Extracted text:
++++

The festival had 16,000 visitors attending conversations, workshops and screenings. The Viral Fever's new web-series called Inmates had its premiere at the festival, five days before its official launch.

The festival saw the likes of Ashutosh Gowariker, Devdutt Pattanaik, Nikkhil Advani, Irshad Kamil, Prajakta Koli, Nidhi Bisht, Neha Dhupia, Dia Mirza, Kunal Kapoor, Baradwaj Rangan, Kunal Kohli, Harsh Beniwal, Prahlad Kakkar, Siddharth Mahadevan, Vasan Bala and over 80 other speakers.

Cinthol, Maruti Suzuki, Hotstar, Nokia and Gujarat Tourism were the main sponsors of the event.

++++

Data provided:
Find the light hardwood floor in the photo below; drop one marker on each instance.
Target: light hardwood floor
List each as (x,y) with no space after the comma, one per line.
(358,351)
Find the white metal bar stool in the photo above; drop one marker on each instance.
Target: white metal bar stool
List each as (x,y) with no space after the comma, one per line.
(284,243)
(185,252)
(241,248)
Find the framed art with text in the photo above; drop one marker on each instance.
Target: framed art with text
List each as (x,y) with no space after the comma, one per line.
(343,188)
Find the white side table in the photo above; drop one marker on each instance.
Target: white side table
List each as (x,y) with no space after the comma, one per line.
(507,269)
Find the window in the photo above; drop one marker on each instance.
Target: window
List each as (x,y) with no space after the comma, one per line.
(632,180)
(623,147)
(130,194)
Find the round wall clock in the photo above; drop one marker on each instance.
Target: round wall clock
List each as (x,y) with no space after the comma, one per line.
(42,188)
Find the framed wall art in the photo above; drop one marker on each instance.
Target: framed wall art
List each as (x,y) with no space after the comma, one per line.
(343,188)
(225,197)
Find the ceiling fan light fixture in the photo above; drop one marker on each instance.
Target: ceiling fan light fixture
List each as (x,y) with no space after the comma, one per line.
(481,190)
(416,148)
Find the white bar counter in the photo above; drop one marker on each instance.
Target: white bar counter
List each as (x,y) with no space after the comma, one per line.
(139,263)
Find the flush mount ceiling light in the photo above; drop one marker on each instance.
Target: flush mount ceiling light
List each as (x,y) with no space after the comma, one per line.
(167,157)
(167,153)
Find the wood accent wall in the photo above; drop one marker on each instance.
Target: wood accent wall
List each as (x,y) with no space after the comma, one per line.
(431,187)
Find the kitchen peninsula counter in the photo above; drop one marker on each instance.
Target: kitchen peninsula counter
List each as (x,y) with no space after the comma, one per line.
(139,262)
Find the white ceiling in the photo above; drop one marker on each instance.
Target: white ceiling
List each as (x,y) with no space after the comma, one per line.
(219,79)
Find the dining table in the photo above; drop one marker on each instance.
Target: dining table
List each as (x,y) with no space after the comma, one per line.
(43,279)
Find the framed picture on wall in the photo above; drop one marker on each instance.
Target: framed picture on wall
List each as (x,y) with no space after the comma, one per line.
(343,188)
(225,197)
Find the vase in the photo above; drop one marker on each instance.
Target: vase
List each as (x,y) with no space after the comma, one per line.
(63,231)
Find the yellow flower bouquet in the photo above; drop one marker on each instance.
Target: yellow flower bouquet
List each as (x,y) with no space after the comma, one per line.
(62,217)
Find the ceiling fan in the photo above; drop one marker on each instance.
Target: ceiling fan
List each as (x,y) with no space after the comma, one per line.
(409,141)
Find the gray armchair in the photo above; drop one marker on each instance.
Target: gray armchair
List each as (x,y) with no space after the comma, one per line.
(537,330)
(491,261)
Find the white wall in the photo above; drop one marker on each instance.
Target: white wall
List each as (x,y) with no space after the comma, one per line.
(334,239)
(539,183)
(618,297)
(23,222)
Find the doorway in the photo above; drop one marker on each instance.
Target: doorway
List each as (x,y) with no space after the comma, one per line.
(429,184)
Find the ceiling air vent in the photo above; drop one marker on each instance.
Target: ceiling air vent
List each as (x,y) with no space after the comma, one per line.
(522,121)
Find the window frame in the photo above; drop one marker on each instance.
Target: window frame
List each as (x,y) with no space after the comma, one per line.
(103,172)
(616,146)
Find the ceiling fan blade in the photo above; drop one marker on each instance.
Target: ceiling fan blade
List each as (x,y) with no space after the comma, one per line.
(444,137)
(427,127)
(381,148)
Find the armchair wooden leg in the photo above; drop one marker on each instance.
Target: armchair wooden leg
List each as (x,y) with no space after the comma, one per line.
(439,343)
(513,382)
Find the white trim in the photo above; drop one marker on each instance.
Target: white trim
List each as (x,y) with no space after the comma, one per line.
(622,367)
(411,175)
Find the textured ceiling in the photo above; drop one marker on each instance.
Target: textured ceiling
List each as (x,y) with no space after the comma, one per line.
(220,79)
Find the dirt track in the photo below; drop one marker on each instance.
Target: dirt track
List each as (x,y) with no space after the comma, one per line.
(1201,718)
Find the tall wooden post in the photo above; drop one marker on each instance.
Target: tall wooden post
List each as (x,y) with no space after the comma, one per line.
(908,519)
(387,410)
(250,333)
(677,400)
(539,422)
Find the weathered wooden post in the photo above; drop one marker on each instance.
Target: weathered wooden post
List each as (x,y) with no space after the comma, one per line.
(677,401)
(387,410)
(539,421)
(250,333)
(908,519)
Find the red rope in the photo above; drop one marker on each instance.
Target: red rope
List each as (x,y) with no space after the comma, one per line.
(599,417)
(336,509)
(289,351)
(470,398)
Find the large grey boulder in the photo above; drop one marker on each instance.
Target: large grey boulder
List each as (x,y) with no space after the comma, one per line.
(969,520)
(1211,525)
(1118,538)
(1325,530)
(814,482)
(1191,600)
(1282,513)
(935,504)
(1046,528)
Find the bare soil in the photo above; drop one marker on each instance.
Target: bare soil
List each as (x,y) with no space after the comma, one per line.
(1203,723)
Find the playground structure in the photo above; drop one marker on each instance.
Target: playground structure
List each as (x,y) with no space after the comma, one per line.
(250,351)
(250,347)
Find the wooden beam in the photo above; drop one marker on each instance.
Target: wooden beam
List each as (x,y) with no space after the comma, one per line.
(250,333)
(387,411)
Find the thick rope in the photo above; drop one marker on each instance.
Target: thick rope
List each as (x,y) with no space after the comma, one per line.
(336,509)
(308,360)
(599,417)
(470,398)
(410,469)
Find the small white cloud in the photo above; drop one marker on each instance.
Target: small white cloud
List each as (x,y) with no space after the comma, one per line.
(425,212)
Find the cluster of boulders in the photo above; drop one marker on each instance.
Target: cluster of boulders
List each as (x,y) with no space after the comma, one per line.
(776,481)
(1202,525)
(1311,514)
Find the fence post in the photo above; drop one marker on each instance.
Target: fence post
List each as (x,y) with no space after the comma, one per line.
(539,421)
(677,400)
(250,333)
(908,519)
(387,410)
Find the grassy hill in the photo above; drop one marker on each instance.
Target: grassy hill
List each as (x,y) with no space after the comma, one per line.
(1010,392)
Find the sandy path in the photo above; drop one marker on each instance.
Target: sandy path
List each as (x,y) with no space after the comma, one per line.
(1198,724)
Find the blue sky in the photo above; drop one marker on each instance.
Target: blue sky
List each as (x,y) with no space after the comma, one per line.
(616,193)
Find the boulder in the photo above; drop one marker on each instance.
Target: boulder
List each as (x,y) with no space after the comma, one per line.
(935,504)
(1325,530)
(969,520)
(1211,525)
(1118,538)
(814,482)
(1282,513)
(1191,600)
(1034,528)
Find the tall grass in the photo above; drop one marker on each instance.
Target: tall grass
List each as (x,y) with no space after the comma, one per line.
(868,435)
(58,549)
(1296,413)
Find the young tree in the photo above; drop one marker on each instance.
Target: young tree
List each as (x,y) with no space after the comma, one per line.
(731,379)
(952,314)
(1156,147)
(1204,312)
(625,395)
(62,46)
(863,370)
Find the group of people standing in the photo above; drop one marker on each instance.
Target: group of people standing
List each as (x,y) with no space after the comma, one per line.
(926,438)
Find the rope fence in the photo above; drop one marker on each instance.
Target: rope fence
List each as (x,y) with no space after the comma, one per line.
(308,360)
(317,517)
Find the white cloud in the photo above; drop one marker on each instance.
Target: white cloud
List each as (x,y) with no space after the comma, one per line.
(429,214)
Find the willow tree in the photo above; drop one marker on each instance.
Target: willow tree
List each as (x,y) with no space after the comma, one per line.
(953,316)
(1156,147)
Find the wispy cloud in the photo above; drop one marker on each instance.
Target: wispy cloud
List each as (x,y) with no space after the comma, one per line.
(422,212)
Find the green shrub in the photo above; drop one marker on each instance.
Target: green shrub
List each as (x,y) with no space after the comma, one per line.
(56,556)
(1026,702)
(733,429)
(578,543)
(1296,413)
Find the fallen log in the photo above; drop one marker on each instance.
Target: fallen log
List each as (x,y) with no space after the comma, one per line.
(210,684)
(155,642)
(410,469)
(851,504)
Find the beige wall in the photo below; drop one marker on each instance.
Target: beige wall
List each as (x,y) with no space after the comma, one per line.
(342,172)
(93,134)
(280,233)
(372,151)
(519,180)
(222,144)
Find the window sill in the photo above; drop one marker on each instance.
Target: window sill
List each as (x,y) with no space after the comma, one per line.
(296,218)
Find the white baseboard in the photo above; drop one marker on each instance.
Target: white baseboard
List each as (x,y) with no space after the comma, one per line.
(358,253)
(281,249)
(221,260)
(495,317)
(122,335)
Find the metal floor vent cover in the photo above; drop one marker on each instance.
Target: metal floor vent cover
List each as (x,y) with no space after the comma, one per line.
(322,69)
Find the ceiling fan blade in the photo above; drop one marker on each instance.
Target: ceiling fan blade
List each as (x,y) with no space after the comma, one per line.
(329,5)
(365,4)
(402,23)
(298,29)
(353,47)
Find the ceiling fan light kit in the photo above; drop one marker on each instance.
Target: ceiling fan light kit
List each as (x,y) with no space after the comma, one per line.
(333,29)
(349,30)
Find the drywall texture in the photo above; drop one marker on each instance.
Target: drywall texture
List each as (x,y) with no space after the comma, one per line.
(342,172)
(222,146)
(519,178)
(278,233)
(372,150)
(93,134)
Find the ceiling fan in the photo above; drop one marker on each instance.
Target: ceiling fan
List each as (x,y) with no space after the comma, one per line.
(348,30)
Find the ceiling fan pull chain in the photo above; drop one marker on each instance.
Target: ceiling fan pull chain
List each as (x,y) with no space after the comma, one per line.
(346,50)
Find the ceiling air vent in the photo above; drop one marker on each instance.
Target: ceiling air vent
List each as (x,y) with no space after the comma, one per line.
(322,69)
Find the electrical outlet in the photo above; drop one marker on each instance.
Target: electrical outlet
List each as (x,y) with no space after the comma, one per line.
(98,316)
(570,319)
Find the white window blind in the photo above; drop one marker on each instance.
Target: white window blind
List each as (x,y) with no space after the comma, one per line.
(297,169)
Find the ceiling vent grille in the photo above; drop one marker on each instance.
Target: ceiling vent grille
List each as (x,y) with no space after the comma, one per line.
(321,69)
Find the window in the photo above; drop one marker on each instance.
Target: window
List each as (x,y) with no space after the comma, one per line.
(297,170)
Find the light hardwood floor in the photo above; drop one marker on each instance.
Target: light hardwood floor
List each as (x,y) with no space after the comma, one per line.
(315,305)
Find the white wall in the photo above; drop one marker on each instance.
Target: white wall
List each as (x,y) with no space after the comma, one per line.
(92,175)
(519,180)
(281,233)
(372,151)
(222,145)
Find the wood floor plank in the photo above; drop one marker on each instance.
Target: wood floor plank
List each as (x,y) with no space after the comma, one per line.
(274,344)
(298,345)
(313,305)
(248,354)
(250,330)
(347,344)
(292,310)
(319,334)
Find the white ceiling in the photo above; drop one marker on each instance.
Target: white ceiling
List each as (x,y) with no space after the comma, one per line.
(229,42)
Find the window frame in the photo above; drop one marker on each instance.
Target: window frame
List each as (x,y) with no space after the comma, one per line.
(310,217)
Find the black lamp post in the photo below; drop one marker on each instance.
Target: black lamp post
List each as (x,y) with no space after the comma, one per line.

++++

Exercise brief: Reproduce the passage from the festival text word for word, starting at "The festival saw" and ending at "of the event.".

Task result:
The festival saw the likes of Ashutosh Gowariker, Devdutt Pattanaik, Nikkhil Advani, Irshad Kamil, Prajakta Koli, Nidhi Bisht, Neha Dhupia, Dia Mirza, Kunal Kapoor, Baradwaj Rangan, Kunal Kohli, Harsh Beniwal, Prahlad Kakkar, Siddharth Mahadevan, Vasan Bala and over 80 other speakers.

Cinthol, Maruti Suzuki, Hotstar, Nokia and Gujarat Tourism were the main sponsors of the event.